Text excerpt Block Start
# Is there a disinfectant that safe for the rabbits?



## JohnCaper (Sep 25, 2008)

Mine are in a colony, with a shared hutch. I can block them from entering while I clean it, but when I hose it out it runs into their run. 
- I've thought of bleach, but especially with young one running around I wasn't sure of the safety. 
- I've also read of Vanodine, which they say doesn't need rinsed, but I can't find it in the wilds of Cape Breton. Would other Iodine based products be similar? 
- As a cleaner most of the disinfectants I use are quato based, but I can also get hydrogen peroxide/ethynol based and iodaphor based - would these be safe?
- What about Creolin?
- Are any of these are better/safer than bleach or is bleach my best bet as long as I rinse it and let it dry?
Sorry for the number of questions - I finally have little ones running around everywhere and I want them to live long enough to go to the freezer.


----------



## orphy (Feb 27, 2006)

Google vanadine. You can get it all over the web. You can spray it while the rabbits are in the cage. It is the best, and it works on both natural and man made surfaces. good luck.


----------



## bbkaren (Oct 28, 2008)

Evans-Vanodine is a UK-Based company that offers lots of products--

Under their "General Livestock" menu I found these items. Is one of them the one you're recommending?

Thanks!

*VANODOXÂ®*
Peracetic Acid-Based Disinfectant 
Highly effective against bacteria, viruses and fungi. 
Economical 1:300 general dilution rate. 
Ideal for use in intensive housing. 
Non-tainting, non-staining. 

*FAMÂ® 30 *
Iodophor Disinfectant 
Quickly kills bacteria, viruses and fungi. 
Active in the presence of organic matter. 
Concentrated Ministry Approved formulation. 
Cleans and disinfects in one operation. 

*GPC8&#8482;*
New Formulation Disinfectant 
Ministry Approved patented glutaraldehyde formulation. 
Highly effective against bacteria, viruses and fungi.
Text excerpt Block End
Exercise requirements:
1. From the rabbit disinfectant thread, reproduce the text that begins with the words "## orphy (Feb" and stops after "(Oct 28, 2008)".
2. Answer these questions from the rabbit disinfectant thread:
(a) Where does JohnCaper say Vanodine can't be found?
(b) What general dilution rate is given for VANODOX?
(c) What type of disinfectant is FAM 30 described as?
Data segment Block Start
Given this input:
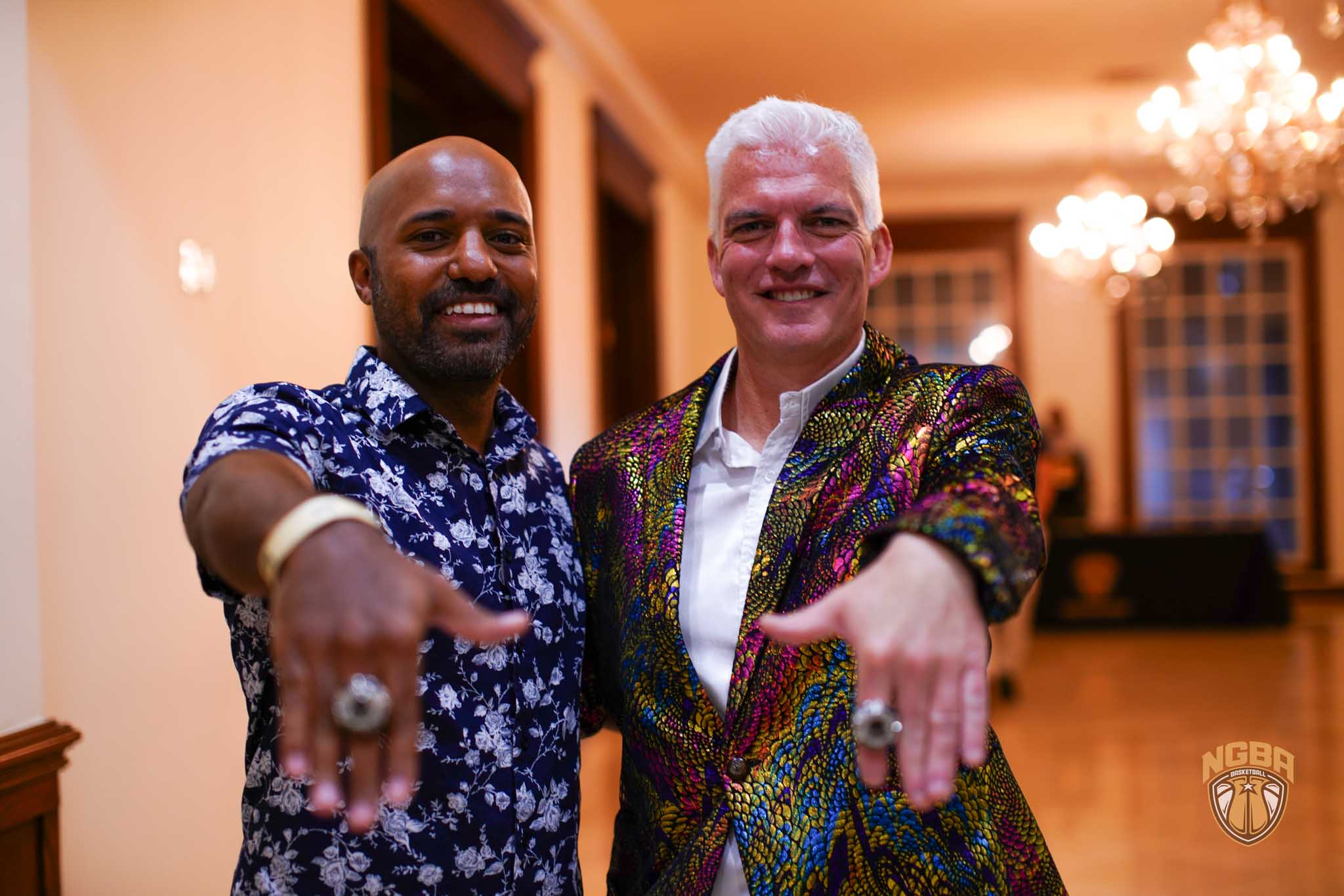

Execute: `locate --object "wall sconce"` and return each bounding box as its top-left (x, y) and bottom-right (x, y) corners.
Data segment Block End
Results by task:
1.
## orphy (Feb 27, 2006)

Google vanadine. You can get it all over the web. You can spray it while the rabbits are in the cage. It is the best, and it works on both natural and man made surfaces. good luck.


----------



## bbkaren (Oct 28, 2008)

2.
(a) In the wilds of Cape Breton.
(b) 1:300.
(c) An iodophor disinfectant.